Given records.
-- START --
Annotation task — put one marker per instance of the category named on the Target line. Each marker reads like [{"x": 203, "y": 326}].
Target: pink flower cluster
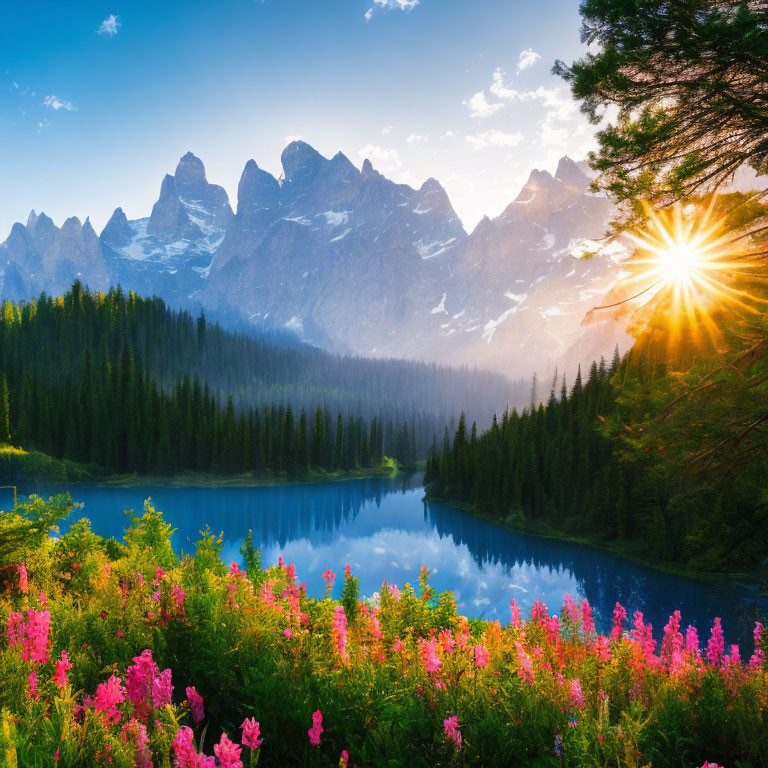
[
  {"x": 451, "y": 728},
  {"x": 316, "y": 730},
  {"x": 31, "y": 633},
  {"x": 251, "y": 734},
  {"x": 108, "y": 696},
  {"x": 195, "y": 704},
  {"x": 62, "y": 667},
  {"x": 339, "y": 630},
  {"x": 144, "y": 683}
]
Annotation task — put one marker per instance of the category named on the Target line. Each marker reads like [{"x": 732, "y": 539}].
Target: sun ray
[{"x": 689, "y": 264}]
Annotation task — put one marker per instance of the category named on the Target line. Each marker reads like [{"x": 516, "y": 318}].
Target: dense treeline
[
  {"x": 75, "y": 384},
  {"x": 636, "y": 455},
  {"x": 172, "y": 344}
]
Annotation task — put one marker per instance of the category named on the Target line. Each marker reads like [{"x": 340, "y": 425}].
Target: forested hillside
[
  {"x": 124, "y": 384},
  {"x": 663, "y": 455}
]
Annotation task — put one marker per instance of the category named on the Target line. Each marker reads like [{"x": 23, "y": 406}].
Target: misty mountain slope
[
  {"x": 350, "y": 261},
  {"x": 339, "y": 255},
  {"x": 169, "y": 253},
  {"x": 40, "y": 256}
]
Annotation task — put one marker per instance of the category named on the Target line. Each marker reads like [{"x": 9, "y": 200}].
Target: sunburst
[{"x": 689, "y": 263}]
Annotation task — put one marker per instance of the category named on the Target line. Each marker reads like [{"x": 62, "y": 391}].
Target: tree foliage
[{"x": 689, "y": 79}]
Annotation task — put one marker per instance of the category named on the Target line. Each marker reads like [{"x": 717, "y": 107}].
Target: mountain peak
[
  {"x": 190, "y": 171},
  {"x": 117, "y": 232},
  {"x": 570, "y": 174},
  {"x": 300, "y": 160},
  {"x": 258, "y": 189}
]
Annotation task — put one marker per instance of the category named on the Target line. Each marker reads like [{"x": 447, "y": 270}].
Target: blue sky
[{"x": 99, "y": 99}]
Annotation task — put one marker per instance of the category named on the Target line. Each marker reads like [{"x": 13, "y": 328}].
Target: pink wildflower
[
  {"x": 428, "y": 652},
  {"x": 266, "y": 593},
  {"x": 524, "y": 664},
  {"x": 177, "y": 594},
  {"x": 162, "y": 689},
  {"x": 603, "y": 648},
  {"x": 184, "y": 751},
  {"x": 692, "y": 641},
  {"x": 575, "y": 694},
  {"x": 139, "y": 677},
  {"x": 539, "y": 612},
  {"x": 32, "y": 693},
  {"x": 451, "y": 727},
  {"x": 394, "y": 590},
  {"x": 228, "y": 753},
  {"x": 673, "y": 640},
  {"x": 31, "y": 634},
  {"x": 108, "y": 696},
  {"x": 481, "y": 656},
  {"x": 552, "y": 625},
  {"x": 329, "y": 577},
  {"x": 642, "y": 634},
  {"x": 339, "y": 631},
  {"x": 447, "y": 642},
  {"x": 516, "y": 612},
  {"x": 375, "y": 626},
  {"x": 316, "y": 729},
  {"x": 138, "y": 732},
  {"x": 195, "y": 704},
  {"x": 619, "y": 615},
  {"x": 62, "y": 667},
  {"x": 251, "y": 734},
  {"x": 758, "y": 657},
  {"x": 716, "y": 644}
]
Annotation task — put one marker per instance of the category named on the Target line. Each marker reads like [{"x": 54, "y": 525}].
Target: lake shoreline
[
  {"x": 246, "y": 480},
  {"x": 750, "y": 581}
]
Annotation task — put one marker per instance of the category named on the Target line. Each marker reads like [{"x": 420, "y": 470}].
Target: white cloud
[
  {"x": 400, "y": 5},
  {"x": 494, "y": 138},
  {"x": 109, "y": 26},
  {"x": 500, "y": 89},
  {"x": 527, "y": 58},
  {"x": 480, "y": 108},
  {"x": 384, "y": 160},
  {"x": 55, "y": 103}
]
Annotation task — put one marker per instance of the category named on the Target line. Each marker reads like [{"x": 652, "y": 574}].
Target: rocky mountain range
[{"x": 351, "y": 261}]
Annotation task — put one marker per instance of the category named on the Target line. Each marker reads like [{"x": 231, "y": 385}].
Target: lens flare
[{"x": 689, "y": 264}]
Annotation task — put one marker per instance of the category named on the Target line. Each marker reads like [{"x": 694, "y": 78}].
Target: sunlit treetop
[
  {"x": 684, "y": 84},
  {"x": 695, "y": 268}
]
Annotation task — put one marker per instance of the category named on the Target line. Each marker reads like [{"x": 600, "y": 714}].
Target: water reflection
[{"x": 385, "y": 531}]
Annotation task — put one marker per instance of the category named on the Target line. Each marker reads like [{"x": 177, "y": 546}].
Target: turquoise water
[{"x": 385, "y": 531}]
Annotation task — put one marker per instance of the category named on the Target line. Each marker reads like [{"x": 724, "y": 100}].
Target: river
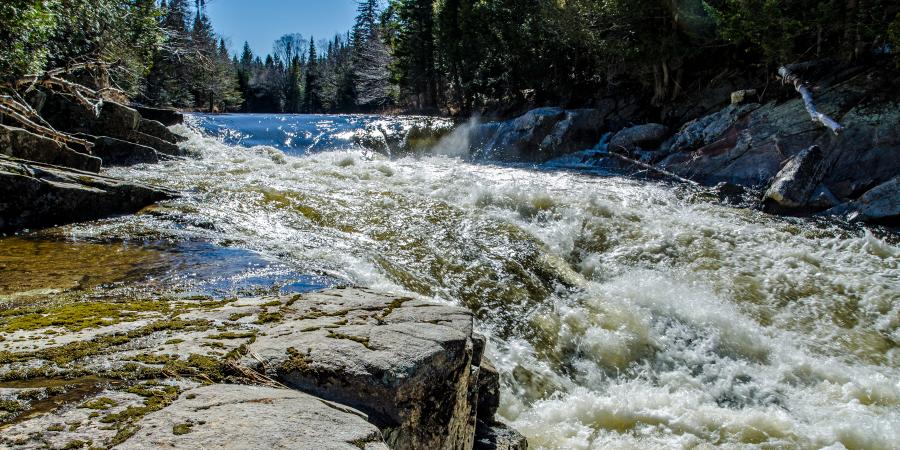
-- END --
Find every line in the rows above that contains the word "mountain", and copy each of those lines in full. Case counts.

Finished answer.
Target: misty mountain slope
Target: mountain peak
Target: rocky mountain range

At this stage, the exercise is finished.